** SHORT PROBLEM **
In the entries below, change every "mask job" to "segmentation job" and give all the lines again, leaving everything else as it is.

** RECORDS **
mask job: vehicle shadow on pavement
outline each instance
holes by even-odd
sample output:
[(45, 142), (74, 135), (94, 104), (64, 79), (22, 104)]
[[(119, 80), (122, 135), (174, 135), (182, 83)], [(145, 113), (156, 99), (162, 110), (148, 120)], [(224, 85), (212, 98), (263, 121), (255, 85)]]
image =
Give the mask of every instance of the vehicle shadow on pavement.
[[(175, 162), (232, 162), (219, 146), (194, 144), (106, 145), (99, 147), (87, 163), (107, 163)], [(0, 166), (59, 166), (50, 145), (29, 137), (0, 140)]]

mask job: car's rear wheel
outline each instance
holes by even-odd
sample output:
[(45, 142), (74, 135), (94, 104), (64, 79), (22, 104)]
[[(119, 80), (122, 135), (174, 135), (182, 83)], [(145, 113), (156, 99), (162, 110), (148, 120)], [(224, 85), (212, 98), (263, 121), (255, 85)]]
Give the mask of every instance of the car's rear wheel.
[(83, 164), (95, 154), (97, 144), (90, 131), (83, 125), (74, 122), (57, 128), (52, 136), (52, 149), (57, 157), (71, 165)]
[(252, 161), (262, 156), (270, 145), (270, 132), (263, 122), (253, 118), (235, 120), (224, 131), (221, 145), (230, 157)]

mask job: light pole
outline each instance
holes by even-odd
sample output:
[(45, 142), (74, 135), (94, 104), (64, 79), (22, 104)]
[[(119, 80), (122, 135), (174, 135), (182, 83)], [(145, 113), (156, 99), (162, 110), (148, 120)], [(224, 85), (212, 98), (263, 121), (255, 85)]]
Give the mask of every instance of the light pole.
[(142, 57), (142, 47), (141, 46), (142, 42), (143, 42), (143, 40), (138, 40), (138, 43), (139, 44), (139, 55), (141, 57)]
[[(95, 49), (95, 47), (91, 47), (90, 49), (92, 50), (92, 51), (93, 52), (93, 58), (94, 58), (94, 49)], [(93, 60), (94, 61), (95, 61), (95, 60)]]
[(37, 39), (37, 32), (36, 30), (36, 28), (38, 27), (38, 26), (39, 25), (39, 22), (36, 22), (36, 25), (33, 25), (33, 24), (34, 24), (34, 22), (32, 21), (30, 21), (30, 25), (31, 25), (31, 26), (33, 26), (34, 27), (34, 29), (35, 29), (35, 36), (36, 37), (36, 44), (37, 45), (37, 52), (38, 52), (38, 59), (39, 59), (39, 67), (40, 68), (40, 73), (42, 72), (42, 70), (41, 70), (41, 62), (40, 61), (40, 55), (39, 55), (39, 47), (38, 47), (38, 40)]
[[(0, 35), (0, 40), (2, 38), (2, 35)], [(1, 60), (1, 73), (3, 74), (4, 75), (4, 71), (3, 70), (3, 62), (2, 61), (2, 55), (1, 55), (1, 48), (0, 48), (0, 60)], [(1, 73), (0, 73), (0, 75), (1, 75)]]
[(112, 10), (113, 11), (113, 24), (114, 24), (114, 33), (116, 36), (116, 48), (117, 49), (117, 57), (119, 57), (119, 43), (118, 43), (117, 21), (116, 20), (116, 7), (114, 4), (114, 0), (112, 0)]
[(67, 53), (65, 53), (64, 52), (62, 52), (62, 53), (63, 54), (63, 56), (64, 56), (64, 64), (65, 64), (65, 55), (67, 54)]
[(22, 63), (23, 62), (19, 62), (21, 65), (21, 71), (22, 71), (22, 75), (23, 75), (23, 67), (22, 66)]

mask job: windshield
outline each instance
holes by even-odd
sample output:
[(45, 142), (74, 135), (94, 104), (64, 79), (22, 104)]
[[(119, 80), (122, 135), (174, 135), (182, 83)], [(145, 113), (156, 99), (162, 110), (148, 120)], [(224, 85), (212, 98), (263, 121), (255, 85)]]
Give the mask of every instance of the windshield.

** EXERCISE RESPONSE **
segmentation job: vehicle shadow on pavement
outline each instance
holes by even-odd
sample output:
[(45, 142), (74, 135), (94, 104), (64, 79), (22, 104)]
[[(119, 80), (122, 135), (174, 135), (182, 83)], [(145, 113), (156, 99), (162, 110), (148, 120)], [(224, 85), (212, 98), (263, 121), (255, 85)]]
image =
Give the mask of every instance of the vehicle shadow on pavement.
[[(175, 162), (232, 162), (219, 146), (194, 144), (106, 145), (99, 147), (87, 163), (107, 163)], [(0, 166), (59, 166), (50, 145), (29, 137), (0, 140)]]

segmentation job: car's rear wheel
outline each instance
holes by even-odd
sample output:
[(45, 142), (74, 135), (94, 104), (64, 79), (22, 104)]
[[(119, 80), (122, 135), (174, 135), (182, 83)], [(145, 113), (156, 99), (162, 110), (148, 120)], [(224, 85), (212, 98), (263, 121), (255, 85)]]
Give the mask of every instance of the car's rear wheel.
[(83, 164), (95, 154), (97, 144), (90, 131), (83, 125), (74, 122), (57, 128), (52, 136), (52, 149), (57, 157), (71, 165)]
[(252, 161), (262, 156), (270, 145), (270, 132), (263, 122), (253, 118), (235, 120), (224, 131), (221, 145), (230, 157)]

segmentation job: light pole
outline each instance
holes by even-odd
sample output:
[(45, 142), (74, 135), (94, 104), (64, 79), (22, 104)]
[[(119, 80), (122, 135), (174, 135), (182, 83)], [(145, 113), (156, 99), (162, 110), (148, 120)], [(224, 85), (212, 98), (263, 121), (255, 85)]]
Give the mask of every instance of the light pole.
[(142, 57), (142, 47), (141, 46), (142, 42), (143, 42), (143, 40), (138, 40), (138, 43), (139, 44), (139, 55), (141, 57)]
[[(95, 49), (95, 47), (91, 47), (90, 49), (92, 50), (92, 51), (93, 52), (93, 58), (94, 58), (94, 49)], [(93, 60), (94, 61), (95, 61), (95, 60)]]
[(37, 39), (37, 32), (36, 30), (36, 28), (38, 27), (38, 26), (39, 25), (39, 22), (36, 22), (36, 25), (33, 25), (33, 24), (34, 24), (34, 22), (32, 21), (30, 21), (30, 25), (31, 25), (31, 26), (33, 26), (34, 27), (34, 29), (35, 29), (35, 36), (36, 37), (36, 44), (37, 45), (37, 52), (38, 52), (38, 59), (39, 59), (39, 67), (40, 68), (40, 73), (42, 72), (42, 70), (41, 70), (41, 62), (40, 61), (40, 55), (39, 55), (39, 47), (38, 47), (38, 40)]
[[(0, 35), (0, 40), (2, 38), (2, 35)], [(1, 60), (1, 73), (3, 74), (4, 75), (4, 71), (3, 70), (3, 62), (2, 61), (2, 55), (1, 55), (1, 48), (0, 48), (0, 60)], [(1, 73), (0, 73), (0, 75), (1, 75)]]
[(112, 10), (113, 11), (113, 24), (114, 24), (114, 33), (116, 36), (116, 48), (117, 49), (117, 57), (119, 57), (119, 43), (118, 43), (117, 21), (116, 20), (116, 7), (114, 4), (114, 0), (112, 0)]
[(67, 53), (65, 53), (64, 52), (62, 52), (62, 53), (63, 54), (63, 56), (64, 56), (64, 64), (65, 64), (65, 55), (67, 54)]
[(22, 63), (23, 62), (19, 62), (21, 65), (21, 71), (22, 71), (22, 75), (23, 75), (23, 67), (22, 66)]

segmentation job: windshield
outline each instance
holes by even-odd
sample output:
[(45, 142), (74, 135), (94, 104), (64, 79), (22, 104)]
[[(119, 80), (122, 135), (174, 135), (182, 83)], [(145, 113), (156, 99), (162, 110), (148, 120)], [(224, 85), (212, 98), (263, 121), (255, 85)]]
Give the mask of every instance of the windshield.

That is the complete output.